> _DIRECTIONS FOR THIS TASK_:
Please write out, word for word, everything in the material below from the line containing "of the backboard" down to the end of the material, including that first line and the last line.

> _SUPPLIED MATERIAL_:
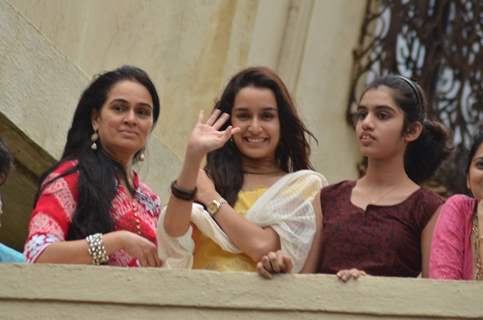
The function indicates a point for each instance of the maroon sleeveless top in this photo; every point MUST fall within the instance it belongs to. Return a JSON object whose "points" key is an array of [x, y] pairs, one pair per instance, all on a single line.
{"points": [[382, 240]]}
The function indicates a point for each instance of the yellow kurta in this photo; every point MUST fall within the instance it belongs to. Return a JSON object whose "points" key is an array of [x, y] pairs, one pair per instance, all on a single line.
{"points": [[208, 255]]}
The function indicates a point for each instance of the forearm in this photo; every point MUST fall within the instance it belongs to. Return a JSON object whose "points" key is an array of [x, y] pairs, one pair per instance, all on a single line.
{"points": [[250, 238], [77, 251], [178, 211]]}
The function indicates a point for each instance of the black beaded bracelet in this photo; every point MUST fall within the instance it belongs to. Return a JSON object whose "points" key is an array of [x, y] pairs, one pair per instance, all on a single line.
{"points": [[182, 194]]}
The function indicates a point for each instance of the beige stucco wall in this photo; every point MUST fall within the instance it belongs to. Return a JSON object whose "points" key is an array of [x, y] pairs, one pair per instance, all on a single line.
{"points": [[89, 292], [191, 48], [50, 49]]}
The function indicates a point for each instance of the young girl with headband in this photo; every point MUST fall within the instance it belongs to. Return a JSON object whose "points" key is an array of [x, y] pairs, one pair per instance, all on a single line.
{"points": [[382, 223]]}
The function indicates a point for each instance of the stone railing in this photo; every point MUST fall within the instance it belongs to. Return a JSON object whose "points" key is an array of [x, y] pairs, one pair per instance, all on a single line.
{"points": [[89, 292]]}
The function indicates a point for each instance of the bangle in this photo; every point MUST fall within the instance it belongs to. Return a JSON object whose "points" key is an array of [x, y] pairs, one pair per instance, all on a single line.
{"points": [[96, 249], [182, 194]]}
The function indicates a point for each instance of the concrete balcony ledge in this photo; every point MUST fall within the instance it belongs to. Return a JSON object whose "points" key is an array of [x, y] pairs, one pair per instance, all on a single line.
{"points": [[89, 292]]}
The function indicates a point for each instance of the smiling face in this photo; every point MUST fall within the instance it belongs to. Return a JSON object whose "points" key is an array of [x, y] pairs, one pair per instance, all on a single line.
{"points": [[125, 120], [380, 124], [255, 112], [475, 174]]}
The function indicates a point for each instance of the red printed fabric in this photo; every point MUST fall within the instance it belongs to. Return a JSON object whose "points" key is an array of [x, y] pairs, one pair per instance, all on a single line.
{"points": [[57, 203], [382, 240]]}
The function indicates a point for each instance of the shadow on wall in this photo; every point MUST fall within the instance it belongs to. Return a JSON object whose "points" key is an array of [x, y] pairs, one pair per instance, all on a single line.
{"points": [[85, 292], [19, 191]]}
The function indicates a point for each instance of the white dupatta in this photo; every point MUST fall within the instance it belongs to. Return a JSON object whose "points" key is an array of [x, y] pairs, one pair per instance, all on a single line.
{"points": [[286, 207]]}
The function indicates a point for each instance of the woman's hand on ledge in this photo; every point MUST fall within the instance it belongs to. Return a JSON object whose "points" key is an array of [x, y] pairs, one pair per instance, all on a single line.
{"points": [[136, 246], [347, 274], [274, 262]]}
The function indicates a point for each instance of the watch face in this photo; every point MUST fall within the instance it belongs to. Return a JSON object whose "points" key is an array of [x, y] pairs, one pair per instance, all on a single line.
{"points": [[212, 207]]}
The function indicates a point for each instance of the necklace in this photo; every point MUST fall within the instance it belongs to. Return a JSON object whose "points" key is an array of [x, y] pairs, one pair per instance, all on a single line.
{"points": [[476, 234], [382, 196], [135, 208]]}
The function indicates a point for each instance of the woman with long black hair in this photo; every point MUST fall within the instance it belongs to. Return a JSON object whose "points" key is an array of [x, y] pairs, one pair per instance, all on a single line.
{"points": [[91, 206]]}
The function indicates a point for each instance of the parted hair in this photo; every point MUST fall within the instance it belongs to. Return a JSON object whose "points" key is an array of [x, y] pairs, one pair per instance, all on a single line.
{"points": [[98, 173], [224, 165], [424, 155]]}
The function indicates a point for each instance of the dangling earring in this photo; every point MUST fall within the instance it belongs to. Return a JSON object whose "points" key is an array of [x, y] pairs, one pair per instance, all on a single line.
{"points": [[94, 138]]}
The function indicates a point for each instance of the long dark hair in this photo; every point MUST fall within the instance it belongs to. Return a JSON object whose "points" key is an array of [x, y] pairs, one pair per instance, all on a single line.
{"points": [[477, 141], [6, 161], [224, 165], [97, 184], [424, 155]]}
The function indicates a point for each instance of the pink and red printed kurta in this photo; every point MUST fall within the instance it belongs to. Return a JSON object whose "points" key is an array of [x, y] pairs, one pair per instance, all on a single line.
{"points": [[57, 203]]}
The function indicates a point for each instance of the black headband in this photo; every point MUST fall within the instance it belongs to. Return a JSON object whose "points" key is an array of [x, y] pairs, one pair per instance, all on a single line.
{"points": [[417, 93]]}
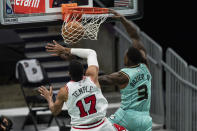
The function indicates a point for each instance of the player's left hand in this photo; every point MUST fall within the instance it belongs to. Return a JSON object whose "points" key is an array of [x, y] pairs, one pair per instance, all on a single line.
{"points": [[47, 94]]}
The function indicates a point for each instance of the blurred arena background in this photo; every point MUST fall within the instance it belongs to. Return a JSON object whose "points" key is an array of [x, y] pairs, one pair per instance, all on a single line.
{"points": [[168, 31]]}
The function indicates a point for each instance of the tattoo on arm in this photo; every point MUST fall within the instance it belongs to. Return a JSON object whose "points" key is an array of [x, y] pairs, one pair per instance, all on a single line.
{"points": [[117, 78]]}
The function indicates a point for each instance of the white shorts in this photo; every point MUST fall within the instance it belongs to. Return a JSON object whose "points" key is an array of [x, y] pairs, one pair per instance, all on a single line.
{"points": [[103, 125]]}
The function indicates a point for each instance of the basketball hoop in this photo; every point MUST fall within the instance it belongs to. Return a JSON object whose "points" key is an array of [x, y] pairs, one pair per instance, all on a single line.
{"points": [[81, 22]]}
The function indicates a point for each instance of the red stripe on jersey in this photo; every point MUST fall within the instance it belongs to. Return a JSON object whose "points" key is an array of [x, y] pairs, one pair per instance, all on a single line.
{"points": [[90, 124]]}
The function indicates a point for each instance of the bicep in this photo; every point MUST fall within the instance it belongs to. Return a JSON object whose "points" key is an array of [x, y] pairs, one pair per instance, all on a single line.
{"points": [[92, 72]]}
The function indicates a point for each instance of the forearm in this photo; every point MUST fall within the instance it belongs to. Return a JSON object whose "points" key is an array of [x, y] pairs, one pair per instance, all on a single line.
{"points": [[67, 57], [88, 54], [105, 80], [54, 109], [131, 29], [133, 32]]}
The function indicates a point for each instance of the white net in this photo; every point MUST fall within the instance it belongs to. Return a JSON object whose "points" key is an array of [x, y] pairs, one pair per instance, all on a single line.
{"points": [[81, 26]]}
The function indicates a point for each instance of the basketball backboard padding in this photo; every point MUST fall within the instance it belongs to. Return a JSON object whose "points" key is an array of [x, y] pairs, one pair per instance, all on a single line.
{"points": [[133, 10]]}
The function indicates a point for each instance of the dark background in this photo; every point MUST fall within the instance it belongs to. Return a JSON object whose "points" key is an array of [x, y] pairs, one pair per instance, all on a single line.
{"points": [[172, 23]]}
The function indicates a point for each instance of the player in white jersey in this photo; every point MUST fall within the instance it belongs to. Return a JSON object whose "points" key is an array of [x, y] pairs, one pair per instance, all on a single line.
{"points": [[85, 102]]}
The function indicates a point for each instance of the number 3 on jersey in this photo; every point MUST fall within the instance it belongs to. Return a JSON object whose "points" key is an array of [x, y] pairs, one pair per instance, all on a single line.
{"points": [[87, 100]]}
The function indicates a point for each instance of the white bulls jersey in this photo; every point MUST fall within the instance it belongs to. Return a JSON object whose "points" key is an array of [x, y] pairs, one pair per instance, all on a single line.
{"points": [[86, 103]]}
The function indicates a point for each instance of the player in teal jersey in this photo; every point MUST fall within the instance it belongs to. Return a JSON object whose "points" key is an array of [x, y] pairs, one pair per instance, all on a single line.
{"points": [[134, 82]]}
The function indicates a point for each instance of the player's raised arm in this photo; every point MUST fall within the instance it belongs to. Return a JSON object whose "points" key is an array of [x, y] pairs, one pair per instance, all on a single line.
{"points": [[132, 31], [91, 56], [118, 79], [55, 107], [58, 50]]}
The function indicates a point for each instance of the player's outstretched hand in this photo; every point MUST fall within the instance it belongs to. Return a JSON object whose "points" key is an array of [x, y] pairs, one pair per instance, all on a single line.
{"points": [[116, 14], [47, 94], [56, 49]]}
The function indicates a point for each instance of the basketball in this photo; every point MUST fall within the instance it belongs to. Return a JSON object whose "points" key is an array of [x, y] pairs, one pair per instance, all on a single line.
{"points": [[72, 32]]}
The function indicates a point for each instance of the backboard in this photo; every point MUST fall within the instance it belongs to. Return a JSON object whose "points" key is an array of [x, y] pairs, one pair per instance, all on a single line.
{"points": [[14, 12]]}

> _SOLUTION BELOW_:
The function indicates a point for each instance of the backboard in this photo; every point MUST fall within the instance it belongs to. Return a JSON object whose "points" key is an array of [x, y] pairs, one pair per instance, all on a single line.
{"points": [[14, 12]]}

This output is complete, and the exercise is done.